**EXTRAIT SOURCE:**
----------
Il a d'ailleurs récemment choisi de renoncer à se dire candidat "écologique"
: J'appelle surtout à un éveil général, pour la survie de la nature."
Pour le tout-petit candidat qui dit en meeting "qu'il n'a pas d'ambition
politique", il n'y a qu'un constat : "Il y a quelque chose d'irréconciliable
entre le dogme économique de la croissance infinie et la limite physique
de la planète." Totalement radical, Rabhi prône donc la "décroissance
durable". A tous ses signataires, il demande de se mobiliser et chante
les louanges de l'action locale concrète, à petite échelle. Une manière
de redécouvrir un principe fondamental : "Small is beautiful".
Vous
identifiez la technoscience comme la source de beaucoup des maux de ce
monde. Qu'entendez-vous par ce terme ?
C'est l'alliance
de la technologie et de la science. La science découvre et la technologie
applique. C'est une façon de montrer la différence entre
la science fondamentale et la science appliquée, la technoscience
qui avance dans tous les domaines de la vie, jusque dans la génétique,
par exemple.
A vous
lire, on a l'impression que la technoscience est profondément liée
au fonctionnement du système capitaliste. La technoscience est-elle
la fille du capitalisme ?
La science
découvre, la technologie applique et l'économie valorise.
L'économie pourrait être éthique, aider la condition
humaine mais telle qu'on la voit dans le système capitaliste, elle
n'est pas vraiment au service de l'homme. Je remets simplement des choses
en quesiton et je fais un constat clair : le modèle actuel, fondé
sur la croissance illimitée, comporte beaucoup de périls.
L'accaparement et la concentration des ressources mènent l'Humanité
à sa finitude.
Les problèmes
que vous soulevez ne semblent pouvoir de trouver de solution que dans
un cadre international...
Tout à
fait. On ne connaît pas la logique Nord-Sud, uniquement la relation
Est-Ouest, qui a le pouvoir de globaliser et génère la mondialisation,
un système compétitif, antagoniste et guerrier.
Pensez-vous
que les solutions nécessitent moins d'intervention de l'Etat ou
plus, comme le propose par exemple l'assocation Attac, qui veut taxer
les transactions financières ?
Pour moi,
la question plus ou moins d'état n'est pas cruciale. Ce qu'il faut,
c'est un Etat assez conscient de sa responsabilité collective et
qui gère dans le respect de la nature. Le système a en quelque
sorte généré ses propres anomalies.
Vous parlez
d'un manque d'éthique, de spirituel et de religieux. Que doit-on
comprendre ?
J'ai renoncé
à utiliser le terme "religieux". Si on l'entend comme
proche de "relier" et qu'il évoque une sorte de lien
à la vie, ça me convient. Mais si c'est pour évoquer
les églises et les temples, ça ne m'intéresse pas
du tout. Je crois surtout à la notion de "sacré".
----------
**À FAIRE:**
1: Répondez brièvement à ces questions sur l'entretien avec Rabhi :
(a) Comment Rabhi définit-il la technoscience ?
(b) Quelle association est citée pour sa proposition de taxer les transactions financières ?
(c) À quelle notion Rabhi dit-il croire surtout ?
2: Prolongez l'entretien avec Rabhi à la suite de sa dernière phrase.

**DONNÉES EXTRAITES:**
----------
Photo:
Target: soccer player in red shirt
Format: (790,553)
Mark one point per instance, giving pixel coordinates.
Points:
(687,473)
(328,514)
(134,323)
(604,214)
----------
**EN RÉPONSE:**
1:
(a) C'est l'alliance de la technologie et de la science.
(b) Attac.
(c) La notion de « sacré ».

2:
C'est une façon de reconnaître qu'il y a une dimension indicible
de la vie, qui nécessite que nous la respections profondément
car elle est significative d'un ordre universel qui nous a engendré
et dont nous sommes d'une certaine façon l'affinement le plus ultime.
Que reprochez-vous
au virtuel et à l'informatique ?
Rien de particulier.
Simplement, l'informatisation nous éloigne de la vie tangible et
nous offre donc moins de références pour organiser la vie
autrement que par le concept. Ces outils sont utiles mais au service de
quelle conscience humaine ? Si celle-ci est tordue, l'usage est négatif.
Et les technologies servent aussi bien les causes justes que les mauvaises.
Vous dites
incarner une "vraie candidature écologique, solidaire et citoyenne".
Y en a-t-il des fausses ?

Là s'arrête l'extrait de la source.